━━ Exercise inputs ━━

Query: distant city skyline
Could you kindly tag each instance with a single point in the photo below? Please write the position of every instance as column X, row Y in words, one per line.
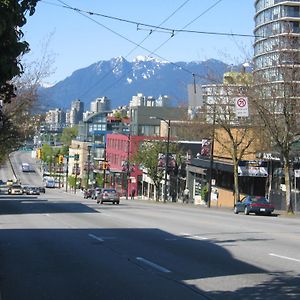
column 78, row 40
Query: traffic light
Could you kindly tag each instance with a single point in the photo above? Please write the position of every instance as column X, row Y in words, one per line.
column 39, row 153
column 60, row 159
column 105, row 165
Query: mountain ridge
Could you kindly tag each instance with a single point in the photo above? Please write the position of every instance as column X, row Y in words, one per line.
column 119, row 80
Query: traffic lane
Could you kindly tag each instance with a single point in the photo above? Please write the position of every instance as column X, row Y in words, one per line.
column 73, row 264
column 144, row 257
column 244, row 239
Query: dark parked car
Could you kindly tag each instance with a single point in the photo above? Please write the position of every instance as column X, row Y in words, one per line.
column 15, row 189
column 42, row 189
column 95, row 193
column 87, row 193
column 254, row 204
column 33, row 191
column 108, row 195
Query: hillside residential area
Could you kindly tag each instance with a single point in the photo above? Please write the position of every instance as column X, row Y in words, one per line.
column 193, row 193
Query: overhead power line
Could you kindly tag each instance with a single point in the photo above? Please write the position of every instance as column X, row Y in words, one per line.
column 150, row 27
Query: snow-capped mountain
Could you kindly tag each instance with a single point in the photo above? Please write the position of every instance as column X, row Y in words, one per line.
column 119, row 80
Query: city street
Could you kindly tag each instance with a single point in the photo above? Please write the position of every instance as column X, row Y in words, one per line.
column 60, row 246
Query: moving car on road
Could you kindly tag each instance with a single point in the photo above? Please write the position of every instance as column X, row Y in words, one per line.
column 33, row 191
column 108, row 195
column 254, row 204
column 15, row 189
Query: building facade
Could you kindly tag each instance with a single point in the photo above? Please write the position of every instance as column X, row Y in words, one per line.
column 277, row 37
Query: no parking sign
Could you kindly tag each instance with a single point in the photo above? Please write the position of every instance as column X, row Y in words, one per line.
column 241, row 107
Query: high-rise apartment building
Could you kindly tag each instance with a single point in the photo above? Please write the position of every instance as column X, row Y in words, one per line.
column 76, row 112
column 277, row 38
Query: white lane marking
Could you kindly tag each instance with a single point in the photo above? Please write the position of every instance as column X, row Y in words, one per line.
column 153, row 265
column 284, row 257
column 192, row 236
column 96, row 237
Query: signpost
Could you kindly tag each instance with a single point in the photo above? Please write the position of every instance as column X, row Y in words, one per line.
column 241, row 107
column 296, row 175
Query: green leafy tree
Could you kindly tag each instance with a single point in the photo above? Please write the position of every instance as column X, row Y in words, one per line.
column 68, row 135
column 13, row 17
column 148, row 158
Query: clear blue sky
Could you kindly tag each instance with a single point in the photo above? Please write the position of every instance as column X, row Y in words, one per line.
column 77, row 42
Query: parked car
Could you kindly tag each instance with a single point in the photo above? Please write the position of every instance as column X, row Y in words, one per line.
column 42, row 189
column 87, row 193
column 25, row 188
column 254, row 204
column 9, row 182
column 33, row 190
column 15, row 189
column 108, row 195
column 95, row 193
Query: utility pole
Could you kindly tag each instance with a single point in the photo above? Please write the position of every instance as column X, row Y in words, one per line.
column 67, row 172
column 168, row 122
column 89, row 164
column 167, row 161
column 128, row 167
column 211, row 159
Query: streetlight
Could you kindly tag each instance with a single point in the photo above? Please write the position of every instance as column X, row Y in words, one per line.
column 168, row 122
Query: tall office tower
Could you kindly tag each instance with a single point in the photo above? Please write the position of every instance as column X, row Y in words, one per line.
column 101, row 104
column 76, row 113
column 277, row 41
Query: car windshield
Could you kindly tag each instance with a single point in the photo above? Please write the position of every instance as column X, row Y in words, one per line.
column 16, row 187
column 109, row 191
column 258, row 199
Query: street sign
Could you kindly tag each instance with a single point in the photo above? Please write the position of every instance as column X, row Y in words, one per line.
column 241, row 106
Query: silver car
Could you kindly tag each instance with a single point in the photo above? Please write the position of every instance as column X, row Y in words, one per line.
column 108, row 195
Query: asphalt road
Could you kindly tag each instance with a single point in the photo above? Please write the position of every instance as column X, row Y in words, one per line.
column 61, row 246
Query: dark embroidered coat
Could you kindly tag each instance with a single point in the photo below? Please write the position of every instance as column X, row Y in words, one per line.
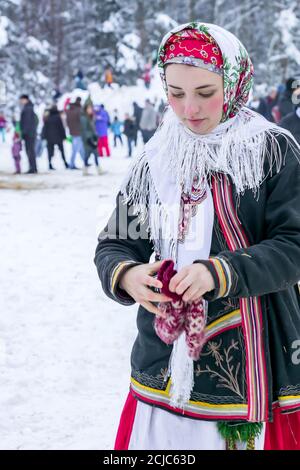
column 245, row 369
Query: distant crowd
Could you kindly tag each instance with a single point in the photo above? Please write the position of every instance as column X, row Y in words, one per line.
column 85, row 125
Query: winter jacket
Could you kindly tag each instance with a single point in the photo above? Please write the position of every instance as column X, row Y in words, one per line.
column 16, row 148
column 250, row 362
column 2, row 122
column 116, row 127
column 28, row 121
column 102, row 121
column 73, row 119
column 292, row 123
column 137, row 112
column 149, row 118
column 129, row 128
column 285, row 104
column 88, row 134
column 53, row 130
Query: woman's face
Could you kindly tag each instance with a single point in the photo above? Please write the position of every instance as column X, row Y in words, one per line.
column 196, row 96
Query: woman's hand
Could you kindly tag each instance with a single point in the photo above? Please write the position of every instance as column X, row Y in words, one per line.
column 136, row 282
column 192, row 281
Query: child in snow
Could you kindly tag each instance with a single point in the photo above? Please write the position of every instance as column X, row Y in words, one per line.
column 116, row 130
column 215, row 195
column 16, row 149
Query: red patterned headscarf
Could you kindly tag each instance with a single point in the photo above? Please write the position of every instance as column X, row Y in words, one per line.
column 192, row 47
column 215, row 49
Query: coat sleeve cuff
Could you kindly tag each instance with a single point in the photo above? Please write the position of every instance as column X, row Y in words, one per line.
column 121, row 295
column 223, row 276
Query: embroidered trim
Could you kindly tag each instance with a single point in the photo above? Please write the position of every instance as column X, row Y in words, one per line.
column 115, row 276
column 289, row 402
column 196, row 409
column 289, row 390
column 223, row 272
column 257, row 387
column 226, row 322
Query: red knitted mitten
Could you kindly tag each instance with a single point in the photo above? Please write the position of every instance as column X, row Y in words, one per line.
column 165, row 274
column 169, row 328
column 195, row 320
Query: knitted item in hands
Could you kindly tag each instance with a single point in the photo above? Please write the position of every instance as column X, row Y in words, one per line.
column 195, row 320
column 179, row 315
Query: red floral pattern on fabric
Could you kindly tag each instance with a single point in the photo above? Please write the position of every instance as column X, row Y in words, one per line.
column 180, row 316
column 191, row 43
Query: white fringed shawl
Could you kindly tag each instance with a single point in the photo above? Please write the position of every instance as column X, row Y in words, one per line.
column 239, row 148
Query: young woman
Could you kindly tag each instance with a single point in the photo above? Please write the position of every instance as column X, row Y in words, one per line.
column 217, row 192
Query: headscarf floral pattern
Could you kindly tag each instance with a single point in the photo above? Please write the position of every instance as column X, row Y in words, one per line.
column 237, row 66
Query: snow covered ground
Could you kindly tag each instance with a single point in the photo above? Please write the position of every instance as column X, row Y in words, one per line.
column 64, row 346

━━━

## Do this:
Rewrite the whole listing with every occurrence of "Could you kindly" changed to "Would you" and nothing else altered. Omit the pictures from your answer.

## Output for this exercise:
Query: distant city skyline
Would you tag each instance with a single point in the photo below? Please write the position of every instance as column X, row Y in words, one per line.
column 78, row 40
Query: traffic light
Would you tag each instance with a single point in the photo above? Please write the position of every instance as column X, row Y in words, one per line.
column 39, row 153
column 60, row 159
column 105, row 165
Query: mountain ridge
Would you tag each instance with a single point in the photo above? Please write the position of every instance as column X, row Y in words, one per line.
column 119, row 80
Query: traffic lane
Would you tag each instance with a single point in the photo above? Please write the position of every instance as column X, row Y in words, one per line.
column 73, row 264
column 144, row 257
column 244, row 239
Query: dark parked car
Would you tag each instance with a single point in the photo above? Please write the position of every instance as column X, row Y in words, one per line.
column 15, row 189
column 42, row 189
column 95, row 193
column 87, row 193
column 254, row 204
column 33, row 191
column 108, row 195
Query: hillside residential area
Would you tag each instance with a single point in the photo above? Please write the position of every instance as column X, row Y in words, one per line.
column 193, row 193
Query: overhead power line
Would you tag each instance with a single point in the photo above? Please write the position of every instance as column X, row Y in words, one per line.
column 150, row 27
Query: snow-capped mountain
Would you tag each instance with a single point in the photo above? Please write the position of every instance as column X, row Y in words, one per line.
column 119, row 80
Query: city street
Would you tag each instance with a single point in the photo above? Please write the position of every instance as column X, row Y in words, one per line.
column 60, row 246
Query: moving car on road
Would you tag each instance with a single point in the photo above? Please write the position of every instance as column X, row Y in words, one per line.
column 33, row 191
column 108, row 195
column 254, row 204
column 15, row 189
Query: building facade
Would you tag each instance with a single point in the photo above? Please write the position of every instance as column X, row Y in words, one per line.
column 277, row 37
Query: no parking sign
Would you tag each instance with a single point in the photo above? Please write the position of every instance as column X, row Y in words, one per line.
column 241, row 107
Query: high-rise apartment building
Would you tag each instance with a single point in the photo above? Please write the position of every instance as column X, row Y in words, one per line.
column 76, row 112
column 277, row 38
Query: white lane marking
Would you tag each instance with a single point in the photo above? Please write the position of every instance as column X, row Y in words, one per line.
column 153, row 265
column 284, row 257
column 192, row 236
column 96, row 237
Query: signpost
Would you tag each instance with a single point in the photo above? Please write the position of every instance as column X, row Y in words, one per line.
column 241, row 107
column 296, row 175
Query: green leafy tree
Would you tag each instance with a single point in the photo above? Please write the position of every instance as column X, row Y in words, one per line.
column 68, row 135
column 13, row 17
column 148, row 158
Query: clear blue sky
Would you tag each instance with a single point in the photo above? Please write the position of every instance as column X, row Y in words, one per line.
column 77, row 42
Query: parked car
Would you tag each instance with a single point in the photo above? Please write the position of every instance as column X, row Y in words, one per line.
column 42, row 189
column 87, row 193
column 25, row 188
column 254, row 204
column 9, row 182
column 33, row 190
column 15, row 189
column 108, row 195
column 95, row 193
Query: utility pole
Would you tag each instance with a single point in the photo above? Please write the position of every instance as column X, row Y in words, one per line.
column 67, row 172
column 168, row 122
column 89, row 164
column 167, row 161
column 128, row 167
column 211, row 159
Query: streetlight
Would you tag each instance with a single point in the photo above? Please write the position of every instance as column X, row Y in words, one per line.
column 168, row 122
Query: tall office tower
Would you tag each instance with a single point in the photo above? Please write the position of every instance as column X, row Y in words, one per line.
column 101, row 104
column 76, row 113
column 277, row 41
Query: car windshield
Would you tag each instance with a single point in the photo above? Please write the position of every instance as column X, row Y in words, one per line.
column 16, row 187
column 109, row 191
column 258, row 199
Query: street sign
Would you tag each instance with a single point in the photo above? Please write the position of every instance as column X, row Y in words, one per line.
column 241, row 106
Query: silver car
Would you tag each instance with a single point in the photo above? Please write the position of every instance as column X, row Y in words, one per line.
column 108, row 195
Query: asphalt road
Would you tag each instance with a single point in the photo above? Please write the position of every instance as column X, row Y in words, one per line.
column 61, row 246
Query: dark embroidered coat
Would you tag each instance with a single point in the photo below? Please write the position of every instance as column X, row Y in words, one per line.
column 245, row 369
Query: distant crowd
Would you tag each instance with a single point in the photo above? Please write the position of every instance as column X, row Y in words, one per line.
column 85, row 125
Query: winter jacket
Would you tag each instance with a single point in the photo above? Please write the position of every instance as column X, row Y in words, one per line.
column 16, row 148
column 250, row 362
column 2, row 122
column 116, row 127
column 28, row 121
column 102, row 121
column 73, row 119
column 292, row 123
column 137, row 112
column 149, row 118
column 129, row 128
column 285, row 104
column 88, row 134
column 53, row 130
Query: woman's face
Would you tag each instance with a single point in the photo above? Please write the position of every instance as column X, row Y in words, one per line.
column 196, row 96
Query: woman's hand
Would you tag each instance with a single point in the photo above? Please write the position of every instance as column X, row Y in words, one per line.
column 136, row 282
column 192, row 281
Query: child in snow
Would you tag each instance with a single point in the photo above? Please write the position of every instance as column X, row Y in words, one per line.
column 116, row 130
column 215, row 195
column 16, row 149
Query: red patterned headscarf
Would you tag each instance with a single point in the photo above? Please write the position of every instance as column X, row Y in words, one per line.
column 192, row 47
column 215, row 49
Query: coat sleeve cuff
Would you tag each instance with a single point in the photo above? Please write the position of every instance as column X, row Y in words, one per line.
column 121, row 295
column 223, row 276
Query: embroidered trim
Would you tag each instance with a single point in the photo above? Please write the position of every instance as column X, row Y in words, one per line.
column 115, row 276
column 289, row 402
column 196, row 409
column 289, row 390
column 223, row 272
column 257, row 387
column 226, row 322
Query: red knitted mitten
Would you tag each instance with a single point in the photo above? Please write the position of every instance as column X, row Y in words, one per line.
column 165, row 274
column 169, row 328
column 195, row 320
Query: knitted item in hands
Would you tag each instance with a single point in the photo above? Please write the position of every instance as column X, row Y in words, one per line.
column 195, row 320
column 179, row 315
Query: red floral pattern on fabric
Would you tag each instance with a single point in the photo above? Please write the position of every instance as column X, row Y in words, one per line.
column 180, row 316
column 191, row 43
Query: white fringed shawl
Would you tag each instance with a single point in the photo above? Please write the position of every instance as column X, row Y in words, one per line.
column 239, row 148
Query: young woman
Would you tag each instance with a single point in the photo above? Please write the position of every instance as column X, row Y in words, one per line.
column 217, row 192
Query: headscarf floral pattern
Would you tag each instance with a single point in the photo above? Please write the position of every instance as column X, row Y in words, one per line.
column 237, row 66
Query: snow covered ground
Would you tag each instance with a single point in the photo above? Please write the position of every instance as column X, row Y in words, one per line.
column 64, row 346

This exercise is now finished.